Story highlights

A Galveston hospital wanted to send Francisco Martinez to Mexico for treatment

Martinez is partially paralyzed after a fall from a roof while working

The faith community in Galveston is working to find treatment for Martinez in the United States

CNN  — 

The family of an illegal immigrant paralyzed in a workplace accident says hospital officials have eased their pressure to send him back to Mexico because he is unable to pay for his care.

Francisco Martinez broke his neck in a fall from the roof of a shrimp packing business in Galveston, Texas, in August.

“He thought he was going to die” said Brandi Cullen Valderrama, Martinez’s common-law wife. “He could not even breathe.”

Martinez was taken to the University Of Texas Medical Branch in Galveston, where he received life-saving treatment but remains paralyzed from the chest down.

Cullen Valderrama said he has limited use of his arms, with almost no strength in his hands. She said doctors have said he has a 1% chance of walking again.

A few weeks after the accident, she said, a hospital social worker told her she had to start planning to move Pancho, as she calls him, out of the hospital because they have no insurance or any other means to pay for treatment.

The worker offered to provide them with equipment for his care, including a bed and a wheelchair, Cullen Valderrama said. Later, when she told hospital officials she was about to loose their apartment because she could not pay the rent, they offered to pay for his plane ticket to Mexico, she said.

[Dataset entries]
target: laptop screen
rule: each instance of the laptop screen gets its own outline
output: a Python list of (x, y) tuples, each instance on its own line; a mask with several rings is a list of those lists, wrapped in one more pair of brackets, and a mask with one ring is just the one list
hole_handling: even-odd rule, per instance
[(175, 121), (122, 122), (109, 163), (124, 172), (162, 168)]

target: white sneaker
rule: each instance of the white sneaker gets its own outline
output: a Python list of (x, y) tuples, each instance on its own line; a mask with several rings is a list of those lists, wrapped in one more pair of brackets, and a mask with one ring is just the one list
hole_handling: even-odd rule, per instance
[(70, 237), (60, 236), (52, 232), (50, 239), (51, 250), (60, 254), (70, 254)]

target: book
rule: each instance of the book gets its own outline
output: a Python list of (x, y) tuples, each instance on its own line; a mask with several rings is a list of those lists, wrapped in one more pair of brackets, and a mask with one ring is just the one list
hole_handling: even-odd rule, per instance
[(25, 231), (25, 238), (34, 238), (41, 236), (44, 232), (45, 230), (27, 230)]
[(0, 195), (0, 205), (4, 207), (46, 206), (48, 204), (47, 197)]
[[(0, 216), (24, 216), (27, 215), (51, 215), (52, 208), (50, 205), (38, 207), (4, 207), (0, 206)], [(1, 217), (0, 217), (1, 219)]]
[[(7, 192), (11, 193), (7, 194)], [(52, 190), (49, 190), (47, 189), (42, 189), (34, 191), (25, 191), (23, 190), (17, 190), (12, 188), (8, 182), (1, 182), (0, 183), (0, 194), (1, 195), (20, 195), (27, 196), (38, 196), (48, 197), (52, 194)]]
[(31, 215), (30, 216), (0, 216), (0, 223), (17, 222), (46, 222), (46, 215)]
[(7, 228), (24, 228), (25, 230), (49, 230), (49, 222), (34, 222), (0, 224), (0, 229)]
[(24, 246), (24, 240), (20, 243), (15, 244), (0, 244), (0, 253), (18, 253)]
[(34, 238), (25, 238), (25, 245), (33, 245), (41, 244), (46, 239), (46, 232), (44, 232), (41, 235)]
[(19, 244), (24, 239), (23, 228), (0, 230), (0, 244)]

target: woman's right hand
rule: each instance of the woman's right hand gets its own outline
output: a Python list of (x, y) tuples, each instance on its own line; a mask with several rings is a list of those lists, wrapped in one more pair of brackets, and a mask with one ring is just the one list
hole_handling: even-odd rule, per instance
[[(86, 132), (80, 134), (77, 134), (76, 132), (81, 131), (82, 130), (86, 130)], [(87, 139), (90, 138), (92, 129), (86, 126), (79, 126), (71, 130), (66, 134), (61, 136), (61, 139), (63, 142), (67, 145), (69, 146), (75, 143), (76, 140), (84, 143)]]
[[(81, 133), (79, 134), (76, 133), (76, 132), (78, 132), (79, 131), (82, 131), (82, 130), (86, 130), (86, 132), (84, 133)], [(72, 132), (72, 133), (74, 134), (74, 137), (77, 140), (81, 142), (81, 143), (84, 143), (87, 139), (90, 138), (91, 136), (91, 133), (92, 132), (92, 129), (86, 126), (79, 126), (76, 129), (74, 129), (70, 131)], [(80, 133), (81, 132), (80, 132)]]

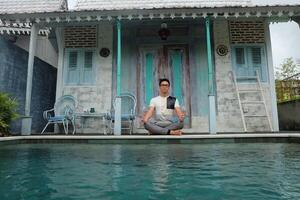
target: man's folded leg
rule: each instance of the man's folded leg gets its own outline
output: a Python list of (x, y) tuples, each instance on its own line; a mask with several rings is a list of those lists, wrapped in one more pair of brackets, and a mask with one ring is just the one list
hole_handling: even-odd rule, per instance
[(158, 134), (158, 135), (168, 135), (170, 133), (170, 130), (158, 126), (155, 122), (149, 120), (148, 122), (144, 123), (144, 127), (146, 130), (148, 130), (151, 134)]

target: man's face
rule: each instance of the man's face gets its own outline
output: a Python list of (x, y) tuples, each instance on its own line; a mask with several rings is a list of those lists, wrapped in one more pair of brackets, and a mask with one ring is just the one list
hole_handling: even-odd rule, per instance
[(161, 93), (166, 94), (169, 92), (169, 89), (170, 89), (170, 85), (167, 81), (163, 81), (160, 83), (159, 90)]

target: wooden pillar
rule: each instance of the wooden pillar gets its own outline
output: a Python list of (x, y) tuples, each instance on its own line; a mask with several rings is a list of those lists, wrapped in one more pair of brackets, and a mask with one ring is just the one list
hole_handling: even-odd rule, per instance
[(29, 54), (28, 54), (28, 69), (26, 83), (26, 99), (25, 99), (25, 117), (22, 119), (22, 135), (31, 134), (32, 116), (30, 116), (31, 93), (32, 93), (32, 77), (34, 66), (34, 55), (36, 50), (38, 28), (36, 24), (32, 24), (30, 32)]
[(215, 97), (215, 85), (214, 85), (214, 70), (213, 70), (213, 58), (212, 47), (210, 37), (210, 19), (205, 19), (206, 30), (206, 45), (207, 45), (207, 63), (208, 63), (208, 100), (209, 100), (209, 133), (216, 134), (216, 97)]
[(117, 20), (117, 98), (115, 102), (115, 124), (114, 124), (114, 135), (121, 135), (121, 22)]

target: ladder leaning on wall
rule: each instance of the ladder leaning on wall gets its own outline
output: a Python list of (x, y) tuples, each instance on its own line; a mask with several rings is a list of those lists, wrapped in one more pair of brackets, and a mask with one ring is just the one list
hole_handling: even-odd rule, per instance
[[(235, 90), (236, 90), (236, 93), (237, 93), (237, 98), (238, 98), (238, 103), (239, 103), (239, 108), (240, 108), (240, 112), (241, 112), (241, 116), (242, 116), (242, 122), (243, 122), (243, 127), (244, 127), (244, 132), (248, 132), (248, 129), (247, 129), (247, 123), (246, 123), (246, 119), (251, 119), (253, 117), (261, 117), (261, 118), (267, 118), (268, 120), (268, 124), (269, 124), (269, 128), (270, 128), (270, 131), (273, 132), (273, 127), (272, 127), (272, 124), (271, 124), (271, 120), (270, 120), (270, 116), (269, 116), (269, 112), (267, 110), (267, 104), (266, 104), (266, 100), (265, 100), (265, 97), (264, 97), (264, 91), (263, 91), (263, 88), (262, 88), (262, 85), (261, 85), (261, 81), (260, 81), (260, 77), (259, 77), (259, 73), (258, 71), (256, 71), (256, 75), (255, 76), (239, 76), (237, 77), (235, 75), (234, 72), (231, 72), (231, 76), (232, 76), (232, 79), (233, 79), (233, 82), (234, 82), (234, 86), (235, 86)], [(246, 80), (252, 80), (252, 81), (255, 81), (256, 83), (256, 88), (255, 89), (243, 89), (243, 90), (240, 90), (239, 87), (238, 87), (238, 84), (237, 82), (238, 81), (246, 81)], [(260, 100), (259, 101), (241, 101), (241, 94), (249, 94), (249, 93), (256, 93), (256, 94), (259, 94), (260, 96)], [(263, 115), (255, 115), (255, 114), (245, 114), (245, 105), (263, 105), (264, 107), (264, 113)]]

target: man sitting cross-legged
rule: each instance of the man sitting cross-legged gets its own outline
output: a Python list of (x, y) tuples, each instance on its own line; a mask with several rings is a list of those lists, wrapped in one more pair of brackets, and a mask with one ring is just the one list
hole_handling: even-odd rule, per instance
[[(184, 113), (180, 109), (178, 100), (169, 96), (169, 90), (170, 81), (165, 78), (160, 79), (159, 96), (151, 99), (150, 108), (143, 118), (144, 127), (150, 134), (182, 134)], [(176, 116), (179, 120), (176, 119)]]

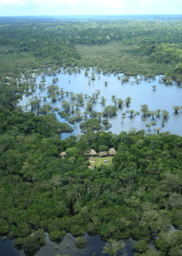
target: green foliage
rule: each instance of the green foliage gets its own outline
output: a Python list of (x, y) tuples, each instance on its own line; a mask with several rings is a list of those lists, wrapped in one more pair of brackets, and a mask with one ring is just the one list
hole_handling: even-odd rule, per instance
[(76, 247), (79, 249), (84, 248), (87, 245), (87, 240), (84, 237), (76, 238)]

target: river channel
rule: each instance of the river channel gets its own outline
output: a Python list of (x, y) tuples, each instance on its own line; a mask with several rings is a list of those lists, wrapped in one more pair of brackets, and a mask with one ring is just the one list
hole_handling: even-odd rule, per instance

YOUR TASKS:
A – In the article about Francisco Martinez, where did he fall from?
B – Write the next part of the article about Francisco Martinez, starting after its final sentence.
The dataset entries have nothing to do with what is asked here.

ANSWERS TO THE TASKS:
A – He fell from the roof of a shrimp packing business in Galveston, Texas.

B –
“This is a national issue and occurs most frequently in the Border States,” the hospital said in a statement released after the case drew media attention. “Under state and federal laws, we are obligated to provide emergency treatment without regard to citizenship, legal status or ability to pay. There are no reimbursement provisions to the laws. Such a patient admitted to a hospital can be discharged, after he or she is stabilized, with a patient’s consent or when the patient’s condition requires a transfer to a facility better equipped to continue treatment.”

Maria de Jesus Ramirez Padilla, a spokeswoman with the Mexican Consulate in Houston, said consular officials told Martinez’s relatives the Mexican government is ready to assist with the transfer and would provide medical care through the public hospital system. But Ramirez said the family does not want him to leave the United States.

Joe Compian of the Gulf Coast Interfaith group, who is advocating for Martinez, said returning the patient to Mexico is not an option because Mexican hospitals are not capable of offering him proper care.

Martinez’s wife and 7-month-old son are now living in a shelter. Compian said the faith community in Galveston is working to find Martinez a place where he can receive the care he needs in the United States.